EXTRAIT SOURCE:
Le concept, inspiré de Michel Foucault, a été popularisé par Gayatri Chakravorty Spivak, au sein des subaltern studies ; la philosophe Gayatri Spivak voit dans l'épistémè une fonction de programmation silencieuse dans laquelle la parole des subalternes est systématiquement interprétée avec les grilles de lecture établies par les émetteurs reconnus du savoir, c’est-à-dire les universitaires issus des puissances coloniales[2],[3]. Dans Les Subalternes peuvent-elles parler ?, G. Spivak s'inspire de L’Histoire de la folie à l’âge classique de M. Foucault pour évoquer l'élaboration de récits historiques qui ont légitimé l'impérialisme[4].
La violence épistémique est exercée dans la production d'un savoir hégémonique qui se présente comme universel et qui délégitime les savoirs de ceux qui ont été constitués comme «Autres» :
« La violence épistémique est constituée par une série de discours systématiques, réguliers et répétés qui ne tolèrent pas les épistémologies alternatives et prétendent nier l’altérité et la subjectivité des Autres, de façon que l’oppression de leurs savoirs est perpétuée et justifie ainsi sa domination. C’est-à-dire, une violence exercée par les régimes du savoir et la répression épistémologique des autres, moyennant le dénigrement et l’invalidation de leurs propres savoirs à partir de certains régimes discursifs "universels". »[5]
Claudia Brunner propose une typologie de la violence épistémique en examinant les niveaux micro, méso, et macro. Elle les considère comme interdépendants[6].
La micro-dimension concerne les expériences concrètes de violence épistémique où une personne est blessée en se voyant dénier son aptitude à connaître et savoir[7]. Cela se produit par la « dévaluation, l'écrasement et l'effacement de certaines positions de l'expérience et de la connaissance »[8], souvent en raison de stéréotypes racistes ou sexistes, marginalisant, ignorant ou invalidant des voix, des positions et des corpus de connaissances. La micro-dimension englobe également le « privilège normalisé de pouvoir exercer la violence épistémique » sans même jamais être conduit à en prendre conscience[9].

JEU DE DONNÉES:
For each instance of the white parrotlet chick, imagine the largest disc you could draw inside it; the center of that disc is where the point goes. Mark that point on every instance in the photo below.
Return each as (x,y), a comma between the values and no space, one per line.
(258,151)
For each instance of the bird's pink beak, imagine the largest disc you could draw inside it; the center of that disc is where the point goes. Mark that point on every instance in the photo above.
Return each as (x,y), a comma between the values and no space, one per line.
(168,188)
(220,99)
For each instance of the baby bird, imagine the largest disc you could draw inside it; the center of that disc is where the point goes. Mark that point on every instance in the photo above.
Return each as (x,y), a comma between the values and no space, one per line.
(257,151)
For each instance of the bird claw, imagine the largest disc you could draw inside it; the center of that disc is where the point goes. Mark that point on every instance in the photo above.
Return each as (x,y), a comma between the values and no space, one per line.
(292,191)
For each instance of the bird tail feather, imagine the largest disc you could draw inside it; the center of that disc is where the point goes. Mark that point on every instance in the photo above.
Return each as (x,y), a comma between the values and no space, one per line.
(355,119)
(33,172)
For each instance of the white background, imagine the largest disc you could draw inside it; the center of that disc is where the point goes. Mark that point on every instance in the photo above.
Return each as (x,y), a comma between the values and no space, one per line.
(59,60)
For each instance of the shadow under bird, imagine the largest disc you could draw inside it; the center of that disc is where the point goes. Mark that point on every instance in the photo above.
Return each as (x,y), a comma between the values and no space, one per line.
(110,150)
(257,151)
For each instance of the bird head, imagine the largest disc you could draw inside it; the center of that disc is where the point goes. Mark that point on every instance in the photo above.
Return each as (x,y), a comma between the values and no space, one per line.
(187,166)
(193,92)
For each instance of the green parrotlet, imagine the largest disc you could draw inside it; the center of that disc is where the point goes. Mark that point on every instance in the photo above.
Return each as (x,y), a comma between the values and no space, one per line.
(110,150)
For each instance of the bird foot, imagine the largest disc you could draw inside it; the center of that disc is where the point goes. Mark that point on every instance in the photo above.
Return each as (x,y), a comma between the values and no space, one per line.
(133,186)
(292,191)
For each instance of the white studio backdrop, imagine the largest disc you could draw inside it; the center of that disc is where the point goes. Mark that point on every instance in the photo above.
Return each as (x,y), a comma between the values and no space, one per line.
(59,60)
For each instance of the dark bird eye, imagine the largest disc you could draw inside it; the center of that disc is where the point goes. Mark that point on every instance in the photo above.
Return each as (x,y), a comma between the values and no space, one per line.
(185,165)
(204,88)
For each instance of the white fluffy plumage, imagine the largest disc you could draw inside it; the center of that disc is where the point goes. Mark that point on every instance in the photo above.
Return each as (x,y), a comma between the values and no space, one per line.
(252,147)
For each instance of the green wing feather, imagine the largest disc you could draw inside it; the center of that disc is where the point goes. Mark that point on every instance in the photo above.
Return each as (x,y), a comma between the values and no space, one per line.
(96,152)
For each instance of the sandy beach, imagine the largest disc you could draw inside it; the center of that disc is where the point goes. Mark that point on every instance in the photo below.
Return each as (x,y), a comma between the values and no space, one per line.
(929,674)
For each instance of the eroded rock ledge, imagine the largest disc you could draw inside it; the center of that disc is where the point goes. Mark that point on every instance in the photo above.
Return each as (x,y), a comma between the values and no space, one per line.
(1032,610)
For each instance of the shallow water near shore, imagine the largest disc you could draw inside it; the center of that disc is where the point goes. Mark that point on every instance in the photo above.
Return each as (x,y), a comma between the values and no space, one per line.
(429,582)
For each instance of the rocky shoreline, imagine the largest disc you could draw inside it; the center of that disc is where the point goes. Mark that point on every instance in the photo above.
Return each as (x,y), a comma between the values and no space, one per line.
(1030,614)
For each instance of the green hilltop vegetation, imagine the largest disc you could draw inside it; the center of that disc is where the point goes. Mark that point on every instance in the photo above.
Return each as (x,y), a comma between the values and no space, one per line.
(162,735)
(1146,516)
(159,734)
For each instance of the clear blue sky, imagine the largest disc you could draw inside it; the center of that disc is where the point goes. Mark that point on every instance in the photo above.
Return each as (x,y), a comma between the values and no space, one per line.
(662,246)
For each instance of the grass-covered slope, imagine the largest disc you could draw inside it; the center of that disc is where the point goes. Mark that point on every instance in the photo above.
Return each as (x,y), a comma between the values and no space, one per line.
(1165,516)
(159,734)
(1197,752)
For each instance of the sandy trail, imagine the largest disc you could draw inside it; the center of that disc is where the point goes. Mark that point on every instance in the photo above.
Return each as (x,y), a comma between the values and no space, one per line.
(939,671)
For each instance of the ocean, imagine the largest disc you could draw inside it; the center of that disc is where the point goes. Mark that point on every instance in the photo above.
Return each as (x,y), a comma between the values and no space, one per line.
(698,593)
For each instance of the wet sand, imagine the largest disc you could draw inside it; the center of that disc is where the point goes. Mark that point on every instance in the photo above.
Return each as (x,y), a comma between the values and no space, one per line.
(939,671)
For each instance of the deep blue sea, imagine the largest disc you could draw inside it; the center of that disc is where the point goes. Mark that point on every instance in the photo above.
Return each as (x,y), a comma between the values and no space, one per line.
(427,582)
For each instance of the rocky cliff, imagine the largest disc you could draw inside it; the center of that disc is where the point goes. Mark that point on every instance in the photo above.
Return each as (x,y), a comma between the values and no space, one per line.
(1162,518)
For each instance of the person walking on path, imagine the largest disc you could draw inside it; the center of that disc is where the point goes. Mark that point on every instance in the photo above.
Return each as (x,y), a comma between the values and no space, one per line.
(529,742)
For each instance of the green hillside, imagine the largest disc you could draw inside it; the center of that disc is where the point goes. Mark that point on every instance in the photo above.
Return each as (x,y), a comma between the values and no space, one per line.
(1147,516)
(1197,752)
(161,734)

LISTE DES TÂCHES:
A – D'après l'extrait sur la violence épistémique, quels niveaux Claudia Brunner examine-t-elle dans sa typologie ?
B – Reprenez le texte sur la violence épistémique à la suite de sa dernière phrase et prolongez-le.

RÉPONSES:
A – Les niveaux micro, méso et macro.

B –
L'échelle méso concerne les processus de classification et de hiérarchisation des connaissances par leur intelligibilité et pertinence perçues, ainsi que la monopolisation et la universalisation des perspectives de connaissances eurocentrées et androcentrées[10]. Elle est liée à la structure de pouvoir asymétrique mondiale dans la production de connaissances et la division du travail intellectuel[11].
Enfin, la dimension macro concerne l'ordre global, considéré depuis la perspective de la colonialité du pouvoir, une approche qui analyse les modèles de pouvoir économiques, politiques, intersubjectifs et épistémiques existants comme une conséquence du colonialisme[12].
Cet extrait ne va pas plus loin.